The data below is to be returned in full and exactly.

*** Material shown ***

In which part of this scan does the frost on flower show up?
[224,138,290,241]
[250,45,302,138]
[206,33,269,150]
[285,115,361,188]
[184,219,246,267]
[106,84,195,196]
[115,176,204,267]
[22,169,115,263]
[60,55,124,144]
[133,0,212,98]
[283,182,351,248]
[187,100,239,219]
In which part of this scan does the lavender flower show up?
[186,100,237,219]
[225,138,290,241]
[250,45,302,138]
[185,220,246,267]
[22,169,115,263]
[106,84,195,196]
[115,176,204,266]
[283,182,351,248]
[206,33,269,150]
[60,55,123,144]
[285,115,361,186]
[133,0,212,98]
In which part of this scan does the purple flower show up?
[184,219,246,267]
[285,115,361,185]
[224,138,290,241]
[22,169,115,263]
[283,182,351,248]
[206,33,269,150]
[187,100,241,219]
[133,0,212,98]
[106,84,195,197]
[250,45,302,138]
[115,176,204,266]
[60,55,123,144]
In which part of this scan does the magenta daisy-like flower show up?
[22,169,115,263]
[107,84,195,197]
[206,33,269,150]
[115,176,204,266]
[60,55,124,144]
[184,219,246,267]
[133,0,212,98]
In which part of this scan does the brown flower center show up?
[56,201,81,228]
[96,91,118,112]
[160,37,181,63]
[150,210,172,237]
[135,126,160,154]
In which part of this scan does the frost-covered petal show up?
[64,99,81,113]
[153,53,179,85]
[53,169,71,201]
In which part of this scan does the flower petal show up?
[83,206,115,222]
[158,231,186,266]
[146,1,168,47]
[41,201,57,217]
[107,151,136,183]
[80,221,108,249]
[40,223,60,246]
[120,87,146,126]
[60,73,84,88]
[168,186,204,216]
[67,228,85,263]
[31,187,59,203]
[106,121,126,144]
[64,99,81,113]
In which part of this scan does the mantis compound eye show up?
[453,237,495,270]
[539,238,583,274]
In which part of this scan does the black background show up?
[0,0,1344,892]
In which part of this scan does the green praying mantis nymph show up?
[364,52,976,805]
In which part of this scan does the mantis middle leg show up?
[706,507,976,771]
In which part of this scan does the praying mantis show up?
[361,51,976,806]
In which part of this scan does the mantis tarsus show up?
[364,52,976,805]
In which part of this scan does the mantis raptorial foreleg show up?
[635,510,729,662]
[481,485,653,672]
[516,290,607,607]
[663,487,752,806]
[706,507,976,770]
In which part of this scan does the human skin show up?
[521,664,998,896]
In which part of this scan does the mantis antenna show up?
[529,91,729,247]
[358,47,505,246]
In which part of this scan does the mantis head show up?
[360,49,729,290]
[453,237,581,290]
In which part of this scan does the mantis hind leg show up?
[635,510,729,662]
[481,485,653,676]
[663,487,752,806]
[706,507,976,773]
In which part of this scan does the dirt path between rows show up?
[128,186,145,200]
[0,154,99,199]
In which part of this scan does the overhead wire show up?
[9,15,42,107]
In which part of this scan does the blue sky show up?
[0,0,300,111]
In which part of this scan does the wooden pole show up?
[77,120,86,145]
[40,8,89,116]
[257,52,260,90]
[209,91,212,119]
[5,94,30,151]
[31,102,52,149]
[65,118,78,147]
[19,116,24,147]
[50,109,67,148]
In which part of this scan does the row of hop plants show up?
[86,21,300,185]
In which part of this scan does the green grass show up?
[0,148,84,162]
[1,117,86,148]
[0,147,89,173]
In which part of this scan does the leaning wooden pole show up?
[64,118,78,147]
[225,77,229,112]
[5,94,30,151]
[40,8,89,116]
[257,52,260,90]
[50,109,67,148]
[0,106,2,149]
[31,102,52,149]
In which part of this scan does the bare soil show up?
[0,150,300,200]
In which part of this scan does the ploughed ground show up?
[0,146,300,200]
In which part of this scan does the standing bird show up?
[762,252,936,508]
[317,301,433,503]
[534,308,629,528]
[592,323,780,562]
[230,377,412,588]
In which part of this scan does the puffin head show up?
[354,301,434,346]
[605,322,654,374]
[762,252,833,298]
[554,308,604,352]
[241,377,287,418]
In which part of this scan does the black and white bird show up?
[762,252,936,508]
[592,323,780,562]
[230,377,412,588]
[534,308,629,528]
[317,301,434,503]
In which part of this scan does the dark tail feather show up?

***

> **Completed task**
In which part of this scan does the frost on flower show up?
[224,138,290,241]
[250,45,302,138]
[206,33,269,150]
[285,115,361,188]
[184,219,246,267]
[106,84,195,196]
[115,176,204,267]
[22,169,115,263]
[60,55,124,144]
[133,0,212,98]
[283,182,351,248]
[187,100,239,219]
In which part of this scan does the lavender flower show up?
[186,100,237,219]
[225,138,290,241]
[250,45,302,138]
[185,220,246,267]
[22,169,115,263]
[106,84,195,196]
[115,176,204,266]
[283,182,351,248]
[206,33,269,150]
[60,55,123,144]
[285,115,361,186]
[133,0,212,98]
In which part of this scan does the purple flower show up?
[184,219,246,267]
[285,115,361,185]
[224,138,290,241]
[22,169,115,263]
[283,182,351,248]
[206,33,269,150]
[187,100,241,219]
[133,0,212,98]
[106,84,195,197]
[250,45,302,138]
[115,176,204,266]
[60,55,123,144]
In which part of this scan does the magenta daisy-like flower show up?
[22,169,115,263]
[107,84,195,197]
[206,33,269,150]
[115,176,204,266]
[60,55,124,144]
[184,219,246,267]
[133,0,212,98]
In which part of this scan does the brown flower center show up?
[56,201,81,228]
[96,91,118,112]
[160,37,181,63]
[150,210,172,237]
[135,126,160,154]
In which part of this scan does the frost-covered petal show up?
[64,99,81,113]
[153,53,179,85]
[53,169,71,201]
In which part of this scan does the flower petal show up?
[83,206,115,222]
[158,231,186,266]
[146,1,168,47]
[41,201,57,217]
[107,151,136,183]
[80,221,108,249]
[40,223,60,246]
[120,87,146,126]
[60,73,84,88]
[168,186,204,216]
[67,228,85,263]
[31,187,59,203]
[106,121,126,144]
[64,99,81,113]
In which part of this scan does the mantis compound eye show up?
[453,237,495,270]
[539,238,583,274]
In which part of this scan does the black background show up?
[0,0,1344,892]
In which part of this scan does the green praying mantis nymph show up?
[364,52,976,805]
In which part of this scan does the mantis middle leg show up?
[706,507,976,771]
In which part of this scan does the praying mantis show up?
[361,51,976,806]
In which part of this scan does the mantis tarsus show up?
[364,52,976,805]
In which part of this scan does the mantis raptorial foreleg show up?
[635,510,729,662]
[481,485,653,672]
[516,290,607,607]
[663,487,752,806]
[706,507,976,770]
In which part of this scan does the human skin show up?
[521,664,998,896]
In which part of this scan does the mantis antenna show up?
[529,91,729,247]
[358,47,505,246]
In which part of this scan does the mantis head show up?
[360,49,729,290]
[453,237,581,290]
In which part of this scan does the mantis hind leg show up?
[635,510,729,662]
[481,485,653,676]
[663,487,752,806]
[706,507,976,773]
In which part of this scan does the dirt path between rows show up?
[128,186,145,200]
[0,154,99,199]
In which part of this scan does the overhead wire show up?
[9,15,42,107]
In which part of this scan does the blue sky show up?
[0,0,300,111]
In which part of this scan does the wooden pole show up?
[77,120,86,145]
[40,8,89,116]
[257,52,260,90]
[209,91,212,119]
[5,94,30,151]
[31,102,52,149]
[65,118,78,147]
[19,116,24,147]
[50,109,67,148]
In which part of this scan does the row of hop plants show up?
[86,21,300,185]
In which part of this scan does the green grass show up?
[0,148,84,162]
[1,117,86,148]
[0,147,89,173]
In which part of this scan does the leaning wooden pole show up?
[64,118,78,147]
[225,77,229,112]
[5,94,30,151]
[40,8,89,116]
[257,52,260,90]
[50,109,67,148]
[0,106,2,149]
[31,102,52,149]
In which part of this scan does the bare soil show up?
[0,150,300,200]
In which part of this scan does the ploughed ground show up?
[0,146,300,200]
In which part of this scan does the standing bird show up?
[762,252,936,508]
[317,301,433,503]
[534,308,629,528]
[592,323,780,562]
[230,377,412,588]
In which part of this scan does the puffin head show up?
[354,301,434,346]
[605,322,654,374]
[762,252,833,298]
[554,308,604,352]
[241,377,287,418]
In which part of this scan does the black and white bird show up?
[762,252,936,508]
[592,323,780,562]
[230,377,412,588]
[534,308,629,528]
[317,301,434,503]
In which part of this scan does the dark tail feather show up?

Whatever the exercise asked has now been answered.